→ ACTIVITY
Every line of the data below is to be retyped exactly.

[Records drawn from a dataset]

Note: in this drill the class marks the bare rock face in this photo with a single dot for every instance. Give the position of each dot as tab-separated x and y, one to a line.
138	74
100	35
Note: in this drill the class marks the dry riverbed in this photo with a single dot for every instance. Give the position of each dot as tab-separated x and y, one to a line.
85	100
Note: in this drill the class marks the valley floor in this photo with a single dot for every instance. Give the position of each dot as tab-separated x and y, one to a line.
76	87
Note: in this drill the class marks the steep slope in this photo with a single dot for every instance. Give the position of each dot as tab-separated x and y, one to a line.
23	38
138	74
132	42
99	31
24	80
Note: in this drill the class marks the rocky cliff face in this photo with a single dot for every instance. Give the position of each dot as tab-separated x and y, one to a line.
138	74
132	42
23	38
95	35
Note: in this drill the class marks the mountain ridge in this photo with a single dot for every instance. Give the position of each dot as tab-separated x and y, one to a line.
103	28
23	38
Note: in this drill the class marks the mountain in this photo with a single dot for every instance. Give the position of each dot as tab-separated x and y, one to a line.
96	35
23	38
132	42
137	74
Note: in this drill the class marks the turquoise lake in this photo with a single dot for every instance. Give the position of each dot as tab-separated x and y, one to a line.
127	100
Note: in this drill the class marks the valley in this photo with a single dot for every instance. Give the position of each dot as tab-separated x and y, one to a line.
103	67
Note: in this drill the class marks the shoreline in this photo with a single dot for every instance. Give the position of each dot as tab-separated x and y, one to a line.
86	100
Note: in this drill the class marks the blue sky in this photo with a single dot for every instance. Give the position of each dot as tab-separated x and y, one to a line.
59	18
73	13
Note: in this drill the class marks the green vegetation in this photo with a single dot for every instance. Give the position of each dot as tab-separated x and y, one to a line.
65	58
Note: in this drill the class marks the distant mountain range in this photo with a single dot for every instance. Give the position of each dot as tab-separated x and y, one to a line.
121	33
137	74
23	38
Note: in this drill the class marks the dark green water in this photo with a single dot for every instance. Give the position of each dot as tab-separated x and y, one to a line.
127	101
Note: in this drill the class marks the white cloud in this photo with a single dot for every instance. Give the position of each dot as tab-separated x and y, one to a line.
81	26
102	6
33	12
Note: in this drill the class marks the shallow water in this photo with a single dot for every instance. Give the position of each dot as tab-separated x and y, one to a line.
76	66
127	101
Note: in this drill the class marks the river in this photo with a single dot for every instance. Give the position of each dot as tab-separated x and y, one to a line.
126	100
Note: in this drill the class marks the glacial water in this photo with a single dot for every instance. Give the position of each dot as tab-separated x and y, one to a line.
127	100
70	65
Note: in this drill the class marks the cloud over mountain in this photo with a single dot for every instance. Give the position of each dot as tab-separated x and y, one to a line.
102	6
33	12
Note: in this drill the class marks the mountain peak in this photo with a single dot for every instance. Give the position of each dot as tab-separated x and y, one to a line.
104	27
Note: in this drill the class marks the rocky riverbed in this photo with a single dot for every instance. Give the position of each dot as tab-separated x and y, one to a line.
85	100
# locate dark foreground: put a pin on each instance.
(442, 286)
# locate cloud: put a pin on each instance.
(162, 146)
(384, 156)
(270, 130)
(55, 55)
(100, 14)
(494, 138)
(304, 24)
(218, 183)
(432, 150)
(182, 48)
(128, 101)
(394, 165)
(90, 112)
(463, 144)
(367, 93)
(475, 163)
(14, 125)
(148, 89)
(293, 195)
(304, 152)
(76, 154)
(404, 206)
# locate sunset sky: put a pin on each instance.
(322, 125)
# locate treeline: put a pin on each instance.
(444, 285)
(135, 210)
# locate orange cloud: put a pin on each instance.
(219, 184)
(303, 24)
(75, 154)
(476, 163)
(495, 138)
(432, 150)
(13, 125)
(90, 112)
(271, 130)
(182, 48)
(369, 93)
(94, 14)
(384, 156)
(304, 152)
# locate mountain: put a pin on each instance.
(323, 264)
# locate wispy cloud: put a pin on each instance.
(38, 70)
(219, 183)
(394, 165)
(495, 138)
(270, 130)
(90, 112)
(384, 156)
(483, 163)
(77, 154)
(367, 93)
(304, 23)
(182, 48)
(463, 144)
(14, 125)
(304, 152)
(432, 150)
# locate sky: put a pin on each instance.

→ SOLUTION
Note: in this drill the class marks the bare rock face in this photo with a single dot for every instance. Give the position of each dot as tab-separated x and y, one to a line.
138	74
100	35
Note: in this drill the class marks the dry riverbed in this photo with a single dot for every instance. Give the position of each dot as tab-separated x and y, one to a line.
85	100
Note: in this drill the class marks the valley floor in this photo with a single dot for every instance. Give the position of each dot as tab-separated x and y, one to a line.
76	87
Note: in this drill the class marks the steep slope in this photo with a single dot for every instance. Give the position of each dot as tab-separated x and y, one to a line.
23	38
138	74
132	42
99	31
24	80
Note: in this drill the class marks the rocky cliff face in this photo with a single dot for every instance. Give the position of each dot as tab-separated x and y, one to a line.
138	74
132	42
23	38
95	35
Note: in this drill the class marks the mountain ridge in this photo with a single dot for every instance. Give the position of each dot as tab-separated x and y, one to a line.
103	28
23	38
Note: in this drill the class marks the mountain in this photo with a single dot for every instance. Give the position of each dot as tab-separated x and y, one to a line.
96	35
23	38
132	42
137	74
Note: in this drill the class marks the turquoise lake in this photo with a single dot for every instance. Give the position of each dot as tab-separated x and y, one to a line.
127	100
Note: in this drill the class marks the valley in this photo with a single dot for every instance. Give the position of each dot as tab-separated x and y, one to a line.
103	67
Note: in this drill the class marks the shoreline in this photo with a single dot for every instance. Give the position of each dot as tab-separated x and y, one to a line.
86	100
Note: in this drill the class marks the blue sky in this photo with a single dot for every instance. Give the position of each dot as tab-separated x and y, one to a line.
59	18
73	13
Note: in this drill the class marks the green vegetation in this photo with a single dot for every instance. Give the position of each dot as tab-separated x and y, one to a line.
65	58
Note: in this drill the class marks the distant mountain range in this photo with a single dot for every instance. Give the position of each dot as tab-separated x and y, one to a line.
121	33
137	74
23	38
Note: in this drill the class marks the dark green water in this photo with a single dot for every instance. Give the position of each dot as tab-separated x and y, one to a line.
127	101
Note: in this drill the class marks the white cloud in this photo with a single dot for every instance. Give the position of each dot as tab-separated x and y, one to a line.
81	26
102	6
33	12
Note: in this drill the class marks the shallow water in this photo with a single dot for every instance. Give the position of each dot as tab-separated x and y, one to a line.
76	66
127	101
Note: in this drill the class marks the river in this photo with a single dot for every instance. Give the position of each dot as tab-separated x and y, one to a line.
126	100
Note: in this drill the class marks the glacial water in this photo with a single dot for every instance. Give the position of each dot as tab-separated x and y, one to a line.
127	100
70	65
Note: in this drill the class marks the cloud over mountain in this photo with a single dot for every instance. Give the position of each dot as tab-separated x and y, one to a line.
102	6
33	12
Note: in this drill the class marks the mountain peak in this photo with a single dot for every instance. Give the position of each dot as tab-separated x and y, one to a line.
104	27
Note: in this drill the class marks the rocky riverbed in this photo with a single dot for every instance. Give the position of each dot as tab-separated x and y, one to a line.
85	100
# locate dark foreground: put a pin on each instance.
(442, 286)
# locate cloud: put a pin on each instance.
(162, 146)
(384, 156)
(270, 130)
(55, 55)
(100, 14)
(494, 138)
(304, 24)
(218, 183)
(432, 150)
(182, 48)
(128, 101)
(394, 165)
(90, 112)
(463, 144)
(367, 93)
(475, 163)
(14, 125)
(148, 89)
(293, 195)
(304, 152)
(76, 154)
(404, 206)
# locate sunset sky: put a pin on each instance.
(322, 125)
# locate treeline: put a pin on each instance.
(444, 285)
(135, 210)
# locate orange cloud: put a pin on each instance.
(219, 184)
(303, 24)
(75, 154)
(476, 163)
(495, 138)
(432, 150)
(13, 125)
(90, 112)
(271, 130)
(182, 48)
(369, 93)
(94, 14)
(384, 156)
(304, 152)
# locate mountain: put a pin on each instance.
(323, 264)
# locate wispy cloud: put a pin on each instance.
(38, 70)
(219, 183)
(394, 165)
(495, 138)
(270, 130)
(90, 112)
(384, 156)
(483, 163)
(77, 154)
(367, 93)
(304, 23)
(182, 48)
(463, 144)
(14, 125)
(304, 152)
(432, 150)
# locate sky: put a pin on each instance.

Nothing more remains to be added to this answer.